You will need to get the "business_id" values for each of these restaurants from the restaurants data loaded in part 1.3. Then, trim the reviews data to include reviews only for those business IDs.
popular_fast_food = [
"McDonald's",
"Wendy's",
"Subway",
"Popeyes Louisiana Kitchen",
"Taco Bell",
"KFC",
"Burger King",
]
business_id = merged_gdf[['business_id','name']]
reviews = pd.merge(business_id, reviews, on = 'business_id')
reviews.head()
| business_id | name | review_id | stars | text | |
|---|---|---|---|---|---|
| 0 | O1oZpbZNDMH_gz8DhsZCdA | Wendy's | WtP3kl8xVOcoJOYyxkGfIg | 1 | This Wendy's is the worst Wendy's to go to . T... |
| 1 | O1oZpbZNDMH_gz8DhsZCdA | Wendy's | 7l__He_d8pHrEAAZZv2l0Q | 1 | This location has the slowest service ever eve... |
| 2 | O1oZpbZNDMH_gz8DhsZCdA | Wendy's | WSIe14YeSYUYqTdx6UDoFw | 1 | I got a burnt baked potato no friends ! Cook ... |
| 3 | O1oZpbZNDMH_gz8DhsZCdA | Wendy's | kc9ABqXrw1-91xP6G0KWmQ | 1 | The restaurant was extremely dirty. All the ta... |
| 4 | O1oZpbZNDMH_gz8DhsZCdA | Wendy's | ekdJfqlBxQf5oaZvaKQ8Zg | 1 | Eww I dont like Wendy's it looks nasty as hell... |
reviews_filtered = reviews[reviews['name'].isin(popular_fast_food)]
reviews_filtered.head()

━━━━━━

▸ **DIRECTIONS**:
A) Reproduce the stretch of the fast-food reviews excerpt from "You will need" through "on = 'business_id')".
B) In the fast-food reviews excerpt, which column does the code use as the key to merge the business IDs with the reviews?

▸ **RAW RECORDS**:
━━━━━━

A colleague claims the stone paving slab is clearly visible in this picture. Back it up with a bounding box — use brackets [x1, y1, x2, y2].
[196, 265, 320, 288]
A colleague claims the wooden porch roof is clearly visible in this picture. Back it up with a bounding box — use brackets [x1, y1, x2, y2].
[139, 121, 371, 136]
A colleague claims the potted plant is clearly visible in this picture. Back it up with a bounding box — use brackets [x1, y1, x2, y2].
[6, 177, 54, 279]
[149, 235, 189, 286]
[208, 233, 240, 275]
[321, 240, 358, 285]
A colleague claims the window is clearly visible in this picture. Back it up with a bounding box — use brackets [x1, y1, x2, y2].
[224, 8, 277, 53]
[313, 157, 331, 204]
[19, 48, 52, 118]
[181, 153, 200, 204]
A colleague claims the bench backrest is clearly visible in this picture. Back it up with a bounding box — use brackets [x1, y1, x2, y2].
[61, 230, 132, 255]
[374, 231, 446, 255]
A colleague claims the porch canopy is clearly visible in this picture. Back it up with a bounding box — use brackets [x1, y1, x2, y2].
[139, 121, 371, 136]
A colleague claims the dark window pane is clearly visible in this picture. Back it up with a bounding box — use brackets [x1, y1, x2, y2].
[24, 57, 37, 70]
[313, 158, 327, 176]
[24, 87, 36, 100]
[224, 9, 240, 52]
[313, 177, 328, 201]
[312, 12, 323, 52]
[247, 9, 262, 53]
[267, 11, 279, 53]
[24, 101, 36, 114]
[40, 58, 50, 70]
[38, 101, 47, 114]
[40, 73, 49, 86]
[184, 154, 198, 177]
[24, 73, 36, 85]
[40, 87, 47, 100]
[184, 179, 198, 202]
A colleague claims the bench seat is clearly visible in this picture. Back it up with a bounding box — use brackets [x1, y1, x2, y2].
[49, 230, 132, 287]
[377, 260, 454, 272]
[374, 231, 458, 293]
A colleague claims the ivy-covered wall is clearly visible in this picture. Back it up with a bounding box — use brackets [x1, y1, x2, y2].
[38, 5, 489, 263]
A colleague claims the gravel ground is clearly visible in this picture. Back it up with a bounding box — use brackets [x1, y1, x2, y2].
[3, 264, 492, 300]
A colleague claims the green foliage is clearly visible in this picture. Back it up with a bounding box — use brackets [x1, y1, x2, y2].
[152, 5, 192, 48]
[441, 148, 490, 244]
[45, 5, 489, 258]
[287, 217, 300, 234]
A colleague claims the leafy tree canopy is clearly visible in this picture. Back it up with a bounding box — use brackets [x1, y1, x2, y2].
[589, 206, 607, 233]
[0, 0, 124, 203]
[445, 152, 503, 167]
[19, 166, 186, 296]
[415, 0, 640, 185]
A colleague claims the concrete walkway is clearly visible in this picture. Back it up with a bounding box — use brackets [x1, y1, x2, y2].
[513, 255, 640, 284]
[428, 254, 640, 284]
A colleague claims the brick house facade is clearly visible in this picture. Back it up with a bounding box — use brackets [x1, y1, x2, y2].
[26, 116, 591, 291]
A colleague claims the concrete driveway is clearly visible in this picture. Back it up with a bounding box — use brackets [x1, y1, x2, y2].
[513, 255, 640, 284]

━━━━━━

▸ **EXPECTED RESPONSES**:
A)
You will need to get the "business_id" values for each of these restaurants from the restaurants data loaded in part 1.3. Then, trim the reviews data to include reviews only for those business IDs.
popular_fast_food = [
"McDonald's",
"Wendy's",
"Subway",
"Popeyes Louisiana Kitchen",
"Taco Bell",
"KFC",
"Burger King",
]
business_id = merged_gdf[['business_id','name']]
reviews = pd.merge(business_id, reviews, on = 'business_id')

B) The merge uses the 'business_id' column.